Série d'exercices
1. Répondez aux questions suivantes à partir du texte sur la limitation du nombre de lots.
(a) Que conditionnent les garanties essentielles évoquées au début ?
(b) Dans quels documents l'acheteur doit-il annoncer clairement la règle ?
(c) Quels documents doivent indiquer le nombre maximal de lots qu'un opérateur peut obtenir ?
2. Recopiez sans modification le passage du texte sur la limitation du nombre de lots qui commence par « 2. Les garanties » et se termine par « comme sa légitimité. ».

Section du texte
....

2. Les garanties exigées.

La mise en œuvre d’une limitation du nombre de lots attribuables ne peut se concevoir que dans le respect de plusieurs garanties essentielles, qui conditionnent sa légalité comme sa légitimité.

En premier lieu, l’acheteur doit veiller à ce que la règle soit clairement annoncée dans les documents de la consultation. Cet impératif de transparence constitue une exigence cardinale car il ne saurait être question que les candidats découvrent a posteriori une contrainte qui influe directement sur leur stratégie d’offre. Dès lors, le règlement de consultation, voire l’avis d’appel à la concurrence, doivent donc indiquer sans ambiguïté le nombre maximal de lots qu’un opérateur peut obtenir et les modalités de redistribution en cas de dépassement.

....

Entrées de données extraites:
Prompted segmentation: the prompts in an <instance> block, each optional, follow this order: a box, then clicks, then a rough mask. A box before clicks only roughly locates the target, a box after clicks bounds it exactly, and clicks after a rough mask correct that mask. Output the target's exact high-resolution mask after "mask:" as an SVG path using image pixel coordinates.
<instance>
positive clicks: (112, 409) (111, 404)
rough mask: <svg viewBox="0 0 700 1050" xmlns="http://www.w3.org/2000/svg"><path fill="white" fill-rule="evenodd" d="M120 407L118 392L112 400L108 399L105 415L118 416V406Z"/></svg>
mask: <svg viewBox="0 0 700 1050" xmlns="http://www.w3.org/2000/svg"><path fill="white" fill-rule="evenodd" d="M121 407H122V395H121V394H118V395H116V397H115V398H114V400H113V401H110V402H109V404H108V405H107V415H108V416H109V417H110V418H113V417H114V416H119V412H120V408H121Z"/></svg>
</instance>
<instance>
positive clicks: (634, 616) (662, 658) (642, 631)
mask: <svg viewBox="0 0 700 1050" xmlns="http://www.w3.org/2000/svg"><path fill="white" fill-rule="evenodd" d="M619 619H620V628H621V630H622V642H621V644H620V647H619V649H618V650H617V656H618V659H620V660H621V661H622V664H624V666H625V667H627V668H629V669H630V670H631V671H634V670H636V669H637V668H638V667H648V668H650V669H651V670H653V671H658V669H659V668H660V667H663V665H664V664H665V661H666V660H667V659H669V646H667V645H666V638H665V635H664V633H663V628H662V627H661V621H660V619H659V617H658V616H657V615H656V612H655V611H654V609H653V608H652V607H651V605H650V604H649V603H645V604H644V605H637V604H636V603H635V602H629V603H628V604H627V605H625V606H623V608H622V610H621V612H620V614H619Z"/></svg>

....

Corrigé des exercices
1.
(a) Elles conditionnent la légalité comme la légitimité de la limitation du nombre de lots attribuables.
(b) Dans les documents de la consultation.
(c) Le règlement de consultation, voire l'avis d'appel à la concurrence.

2.
2. Les garanties exigées.

La mise en œuvre d’une limitation du nombre de lots attribuables ne peut se concevoir que dans le respect de plusieurs garanties essentielles, qui conditionnent sa légalité comme sa légitimité.